• **Preguntas**:
1. Según el fragmento, ¿qué se aprendió de arriba abajo a los 8 años quien narra?
2. Reproduce el pasaje del fragmento que va desde "En ese justo" hasta "comodidad, y sonido.", ambos incluidos.

• **Fragmento**:
=====

En ese justo momento fue como si reviviera aquellos momentos llenos de incertidumbre, en el patio del colegio, cuando se hacían los equipos para jugar a fútbol, y tenías que esperar con la esperanza de que te eligiera el equipo bueno. Lo dudé por un momento, pues aquello estaba repleto de gente, y yo hasta ese día había tocado un par de veces, pero en sitios recónditos y con muy poco público. Si! Respondí en un tono endeble, pero resultón. Me preguntó si quería tocar un blues. Perfecto, respondí, riendo tontamente y pensando para mí en el reto que suponía tocar ante tanta gente, medio alegre, y encima con unos nervios que dolían. Lejos de achantarme, le pedí su guitarra, la misma por la que soñaba desde siempre. Nunca la había tenido en mis brazos. Su suave tacto me sorprendió, junto con su comodidad, y sonido.

La noche había aparecido hacía ya unas horas. El frío que yo no sentía a causa de los nervios, me entumecía las manos, el frío junto a las gélidas copas que me bebía alegremente, todo sea dicho. Estaba como en una guerra, tenía una misión e iba a cumplirla, costara lo que costara.

Comenzamos a tocar, y me encontraba asombrosamente bien, aplicando los acordes y escalas pertinentes, con soltura y un alto grado de pasión. Miraba de reojo a la mesa en la que se encontraba mi familia. Ellos nunca me habían visto tocar, y según un pensamiento extendido por mi padre principalmente, tenían la opinión de que dedicarse a tocar la guitarra era algo así como perder el tiempo, ( Ahora comprendo que lo hacían con la mejor de las intenciones). Impresionar a mi padre es algo que solo recuerdo haber hecho ese día y cuando me aprendí la canción del pirata de José de Espronceda de arriba abajo con 8 años, todo un logro, ya que es la persona menos impresionable que conozco.

=====

• **Extractos de datos**:
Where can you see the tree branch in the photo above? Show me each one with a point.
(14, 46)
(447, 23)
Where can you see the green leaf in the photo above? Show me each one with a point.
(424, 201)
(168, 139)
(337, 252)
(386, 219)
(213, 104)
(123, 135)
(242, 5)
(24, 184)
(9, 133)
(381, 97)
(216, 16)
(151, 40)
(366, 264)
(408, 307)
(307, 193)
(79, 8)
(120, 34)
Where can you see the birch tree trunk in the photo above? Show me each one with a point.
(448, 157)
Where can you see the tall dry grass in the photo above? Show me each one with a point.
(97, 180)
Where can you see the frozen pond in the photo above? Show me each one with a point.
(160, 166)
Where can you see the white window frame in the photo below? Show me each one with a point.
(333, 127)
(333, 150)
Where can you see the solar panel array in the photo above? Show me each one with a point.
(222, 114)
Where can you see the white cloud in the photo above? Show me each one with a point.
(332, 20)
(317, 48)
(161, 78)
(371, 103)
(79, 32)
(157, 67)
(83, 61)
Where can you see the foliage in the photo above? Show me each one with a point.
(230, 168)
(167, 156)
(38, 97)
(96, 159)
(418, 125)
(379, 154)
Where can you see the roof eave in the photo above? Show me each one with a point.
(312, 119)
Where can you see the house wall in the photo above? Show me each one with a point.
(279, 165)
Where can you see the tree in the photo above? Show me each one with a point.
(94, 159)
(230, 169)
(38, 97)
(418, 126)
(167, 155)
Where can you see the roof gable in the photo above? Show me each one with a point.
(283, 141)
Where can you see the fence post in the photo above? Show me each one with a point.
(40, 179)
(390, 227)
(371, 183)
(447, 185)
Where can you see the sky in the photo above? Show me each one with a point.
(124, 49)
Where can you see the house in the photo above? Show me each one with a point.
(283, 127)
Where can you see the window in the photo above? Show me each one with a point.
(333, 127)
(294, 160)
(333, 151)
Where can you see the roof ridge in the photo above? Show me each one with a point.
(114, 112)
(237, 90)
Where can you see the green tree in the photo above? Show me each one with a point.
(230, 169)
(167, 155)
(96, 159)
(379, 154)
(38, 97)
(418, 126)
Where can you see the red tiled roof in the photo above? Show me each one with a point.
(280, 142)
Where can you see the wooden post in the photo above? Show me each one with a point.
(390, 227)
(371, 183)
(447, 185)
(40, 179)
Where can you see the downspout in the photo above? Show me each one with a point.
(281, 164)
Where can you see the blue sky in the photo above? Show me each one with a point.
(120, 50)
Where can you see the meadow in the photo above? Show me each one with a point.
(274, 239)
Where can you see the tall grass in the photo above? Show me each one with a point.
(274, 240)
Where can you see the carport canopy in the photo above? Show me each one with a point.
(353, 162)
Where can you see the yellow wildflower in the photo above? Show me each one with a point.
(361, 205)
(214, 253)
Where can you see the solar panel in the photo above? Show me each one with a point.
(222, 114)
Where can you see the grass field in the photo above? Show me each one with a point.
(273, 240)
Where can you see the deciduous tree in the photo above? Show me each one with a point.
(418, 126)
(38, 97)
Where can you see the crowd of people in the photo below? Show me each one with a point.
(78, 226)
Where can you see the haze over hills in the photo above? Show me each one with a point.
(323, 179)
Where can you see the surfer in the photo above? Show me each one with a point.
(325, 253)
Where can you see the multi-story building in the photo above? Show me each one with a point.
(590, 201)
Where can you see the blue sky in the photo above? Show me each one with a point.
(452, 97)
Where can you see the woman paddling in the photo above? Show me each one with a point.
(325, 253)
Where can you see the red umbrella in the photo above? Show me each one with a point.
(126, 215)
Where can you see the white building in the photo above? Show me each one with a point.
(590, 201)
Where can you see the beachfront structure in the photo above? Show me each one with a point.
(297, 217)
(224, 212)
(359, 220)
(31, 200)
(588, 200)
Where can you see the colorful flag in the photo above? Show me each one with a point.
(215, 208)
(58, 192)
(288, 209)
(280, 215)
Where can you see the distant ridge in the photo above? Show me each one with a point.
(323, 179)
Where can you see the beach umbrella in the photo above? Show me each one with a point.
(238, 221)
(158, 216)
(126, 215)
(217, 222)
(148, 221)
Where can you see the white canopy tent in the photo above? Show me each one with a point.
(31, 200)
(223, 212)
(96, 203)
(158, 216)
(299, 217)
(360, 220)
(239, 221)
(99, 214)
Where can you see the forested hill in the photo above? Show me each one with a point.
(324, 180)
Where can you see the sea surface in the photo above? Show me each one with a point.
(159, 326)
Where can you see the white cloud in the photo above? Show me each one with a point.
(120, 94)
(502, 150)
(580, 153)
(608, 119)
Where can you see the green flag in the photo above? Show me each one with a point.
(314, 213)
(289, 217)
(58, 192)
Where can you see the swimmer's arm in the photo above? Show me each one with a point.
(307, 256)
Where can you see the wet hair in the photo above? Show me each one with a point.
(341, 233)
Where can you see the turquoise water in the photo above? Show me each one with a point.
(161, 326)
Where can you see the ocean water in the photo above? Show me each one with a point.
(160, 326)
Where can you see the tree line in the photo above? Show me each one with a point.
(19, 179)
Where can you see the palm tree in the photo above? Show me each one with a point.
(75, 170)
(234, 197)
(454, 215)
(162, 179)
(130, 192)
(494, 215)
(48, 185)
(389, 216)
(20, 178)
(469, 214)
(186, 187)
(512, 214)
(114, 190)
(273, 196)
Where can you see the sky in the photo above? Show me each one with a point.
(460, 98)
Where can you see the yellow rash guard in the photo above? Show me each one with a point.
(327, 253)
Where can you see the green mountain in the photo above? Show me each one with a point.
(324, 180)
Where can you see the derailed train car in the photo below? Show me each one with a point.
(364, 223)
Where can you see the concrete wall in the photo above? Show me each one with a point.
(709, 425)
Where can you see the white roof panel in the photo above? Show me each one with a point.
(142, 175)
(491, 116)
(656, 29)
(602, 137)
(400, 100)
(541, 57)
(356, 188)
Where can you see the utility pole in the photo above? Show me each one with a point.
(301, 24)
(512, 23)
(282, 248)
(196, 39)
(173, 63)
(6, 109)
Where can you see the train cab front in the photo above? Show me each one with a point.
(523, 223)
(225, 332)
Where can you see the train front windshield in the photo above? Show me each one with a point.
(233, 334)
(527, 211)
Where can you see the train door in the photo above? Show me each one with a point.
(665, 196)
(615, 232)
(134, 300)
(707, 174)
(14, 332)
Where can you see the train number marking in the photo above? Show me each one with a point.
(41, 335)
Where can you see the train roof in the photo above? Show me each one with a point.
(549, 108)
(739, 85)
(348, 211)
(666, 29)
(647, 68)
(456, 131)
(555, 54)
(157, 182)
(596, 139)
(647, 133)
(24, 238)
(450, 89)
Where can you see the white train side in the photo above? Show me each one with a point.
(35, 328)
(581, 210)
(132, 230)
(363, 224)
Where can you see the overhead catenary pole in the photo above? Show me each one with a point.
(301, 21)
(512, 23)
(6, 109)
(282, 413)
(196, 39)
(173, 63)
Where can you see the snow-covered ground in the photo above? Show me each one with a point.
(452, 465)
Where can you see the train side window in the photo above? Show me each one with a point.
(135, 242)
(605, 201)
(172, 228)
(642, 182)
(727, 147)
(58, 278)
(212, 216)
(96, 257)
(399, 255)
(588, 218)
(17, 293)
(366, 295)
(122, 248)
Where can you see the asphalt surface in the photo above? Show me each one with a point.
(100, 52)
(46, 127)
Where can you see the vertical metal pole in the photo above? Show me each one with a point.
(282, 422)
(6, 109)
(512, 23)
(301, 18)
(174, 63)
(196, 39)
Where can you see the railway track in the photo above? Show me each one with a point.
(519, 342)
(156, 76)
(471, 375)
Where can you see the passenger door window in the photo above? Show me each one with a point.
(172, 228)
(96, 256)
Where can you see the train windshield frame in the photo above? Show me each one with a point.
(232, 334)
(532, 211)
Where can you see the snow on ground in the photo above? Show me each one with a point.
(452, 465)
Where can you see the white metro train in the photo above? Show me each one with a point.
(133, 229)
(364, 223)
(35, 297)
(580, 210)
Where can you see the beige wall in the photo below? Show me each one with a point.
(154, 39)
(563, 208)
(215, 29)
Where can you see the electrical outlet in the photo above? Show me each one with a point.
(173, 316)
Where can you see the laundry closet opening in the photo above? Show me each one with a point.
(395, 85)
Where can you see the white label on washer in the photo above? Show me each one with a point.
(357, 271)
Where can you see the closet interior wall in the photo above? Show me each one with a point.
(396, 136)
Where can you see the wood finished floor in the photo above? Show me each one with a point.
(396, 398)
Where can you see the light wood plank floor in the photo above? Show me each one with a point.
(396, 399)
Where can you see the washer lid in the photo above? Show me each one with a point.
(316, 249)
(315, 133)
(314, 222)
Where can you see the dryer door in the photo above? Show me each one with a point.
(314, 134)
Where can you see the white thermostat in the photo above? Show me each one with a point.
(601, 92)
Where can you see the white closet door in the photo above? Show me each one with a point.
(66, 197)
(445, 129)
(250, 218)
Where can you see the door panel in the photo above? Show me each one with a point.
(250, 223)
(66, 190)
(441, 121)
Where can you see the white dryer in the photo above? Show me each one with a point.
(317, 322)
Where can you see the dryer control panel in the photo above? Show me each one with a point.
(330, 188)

=====

• **Soluciones por tarea**:
1. La canción del pirata de José de Espronceda.

2.
En ese justo momento fue como si reviviera aquellos momentos llenos de incertidumbre, en el patio del colegio, cuando se hacían los equipos para jugar a fútbol, y tenías que esperar con la esperanza de que te eligiera el equipo bueno. Lo dudé por un momento, pues aquello estaba repleto de gente, y yo hasta ese día había tocado un par de veces, pero en sitios recónditos y con muy poco público. Si! Respondí en un tono endeble, pero resultón. Me preguntó si quería tocar un blues. Perfecto, respondí, riendo tontamente y pensando para mí en el reto que suponía tocar ante tanta gente, medio alegre, y encima con unos nervios que dolían. Lejos de achantarme, le pedí su guitarra, la misma por la que soñaba desde siempre. Nunca la había tenido en mis brazos. Su suave tacto me sorprendió, junto con su comodidad, y sonido.